++++ Record set

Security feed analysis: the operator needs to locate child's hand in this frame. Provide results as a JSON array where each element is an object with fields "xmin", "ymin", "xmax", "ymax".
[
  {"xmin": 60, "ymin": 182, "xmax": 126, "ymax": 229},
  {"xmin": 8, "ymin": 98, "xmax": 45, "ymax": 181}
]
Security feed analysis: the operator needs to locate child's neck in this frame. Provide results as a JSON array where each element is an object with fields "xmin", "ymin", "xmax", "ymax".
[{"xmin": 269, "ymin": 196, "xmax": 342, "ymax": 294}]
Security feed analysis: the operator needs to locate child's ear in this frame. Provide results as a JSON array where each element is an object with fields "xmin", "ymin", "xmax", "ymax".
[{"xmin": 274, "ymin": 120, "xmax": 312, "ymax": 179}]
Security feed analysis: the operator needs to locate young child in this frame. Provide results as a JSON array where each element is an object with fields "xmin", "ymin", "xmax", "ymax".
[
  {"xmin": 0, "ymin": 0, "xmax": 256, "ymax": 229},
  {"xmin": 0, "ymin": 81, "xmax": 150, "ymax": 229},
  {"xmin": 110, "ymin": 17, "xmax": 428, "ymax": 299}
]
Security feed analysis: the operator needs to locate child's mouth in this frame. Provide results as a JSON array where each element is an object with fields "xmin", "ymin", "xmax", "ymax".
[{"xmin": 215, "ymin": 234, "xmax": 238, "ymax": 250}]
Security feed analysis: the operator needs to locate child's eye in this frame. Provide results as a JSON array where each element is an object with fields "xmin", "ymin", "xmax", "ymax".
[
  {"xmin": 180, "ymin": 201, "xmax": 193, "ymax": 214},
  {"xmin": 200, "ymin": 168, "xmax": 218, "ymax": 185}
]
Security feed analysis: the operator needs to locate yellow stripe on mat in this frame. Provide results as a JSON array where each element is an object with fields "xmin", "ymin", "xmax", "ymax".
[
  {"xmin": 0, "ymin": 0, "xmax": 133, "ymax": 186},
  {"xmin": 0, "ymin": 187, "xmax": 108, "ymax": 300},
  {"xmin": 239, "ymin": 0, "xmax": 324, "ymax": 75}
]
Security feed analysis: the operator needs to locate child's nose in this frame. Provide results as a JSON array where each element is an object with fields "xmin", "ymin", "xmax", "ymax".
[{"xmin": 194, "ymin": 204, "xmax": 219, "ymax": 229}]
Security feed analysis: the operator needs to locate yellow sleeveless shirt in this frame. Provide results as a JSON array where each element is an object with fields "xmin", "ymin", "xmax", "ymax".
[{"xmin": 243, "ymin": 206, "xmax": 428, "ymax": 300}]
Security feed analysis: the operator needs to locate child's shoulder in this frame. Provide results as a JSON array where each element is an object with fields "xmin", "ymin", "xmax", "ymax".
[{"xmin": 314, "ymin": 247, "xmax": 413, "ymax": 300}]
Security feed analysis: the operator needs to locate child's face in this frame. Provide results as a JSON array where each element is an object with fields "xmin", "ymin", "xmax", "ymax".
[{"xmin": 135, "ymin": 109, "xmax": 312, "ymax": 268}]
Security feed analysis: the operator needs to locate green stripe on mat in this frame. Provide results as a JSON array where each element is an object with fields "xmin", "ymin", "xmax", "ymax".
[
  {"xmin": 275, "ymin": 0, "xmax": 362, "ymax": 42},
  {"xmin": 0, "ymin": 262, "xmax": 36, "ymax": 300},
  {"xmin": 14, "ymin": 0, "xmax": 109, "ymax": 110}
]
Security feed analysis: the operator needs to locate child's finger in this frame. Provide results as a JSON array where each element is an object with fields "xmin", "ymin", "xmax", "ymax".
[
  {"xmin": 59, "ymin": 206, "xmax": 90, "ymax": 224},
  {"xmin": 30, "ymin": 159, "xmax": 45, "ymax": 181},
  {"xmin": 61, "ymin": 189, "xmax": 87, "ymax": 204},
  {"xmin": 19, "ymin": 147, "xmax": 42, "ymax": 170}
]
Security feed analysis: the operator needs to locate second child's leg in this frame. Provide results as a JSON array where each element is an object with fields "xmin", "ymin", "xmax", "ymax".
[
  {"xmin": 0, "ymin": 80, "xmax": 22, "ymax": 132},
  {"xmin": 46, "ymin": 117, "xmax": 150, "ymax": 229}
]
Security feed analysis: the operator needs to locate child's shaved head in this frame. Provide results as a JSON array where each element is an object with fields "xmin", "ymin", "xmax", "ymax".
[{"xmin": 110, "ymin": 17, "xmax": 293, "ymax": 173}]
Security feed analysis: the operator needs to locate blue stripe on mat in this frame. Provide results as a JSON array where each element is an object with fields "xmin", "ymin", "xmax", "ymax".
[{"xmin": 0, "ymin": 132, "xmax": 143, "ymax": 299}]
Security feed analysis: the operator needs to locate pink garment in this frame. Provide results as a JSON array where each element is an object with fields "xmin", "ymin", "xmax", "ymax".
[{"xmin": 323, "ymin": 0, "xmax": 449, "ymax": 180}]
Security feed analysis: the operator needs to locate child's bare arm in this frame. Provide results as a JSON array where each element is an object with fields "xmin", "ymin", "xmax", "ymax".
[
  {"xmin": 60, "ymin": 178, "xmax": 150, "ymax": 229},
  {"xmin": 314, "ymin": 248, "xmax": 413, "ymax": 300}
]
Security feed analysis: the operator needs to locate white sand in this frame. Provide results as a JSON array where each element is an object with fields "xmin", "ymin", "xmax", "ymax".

++++++++

**What to work on:**
Please state how many lines in the items above contain the word "stripe". Give only the number.

**Written response:**
3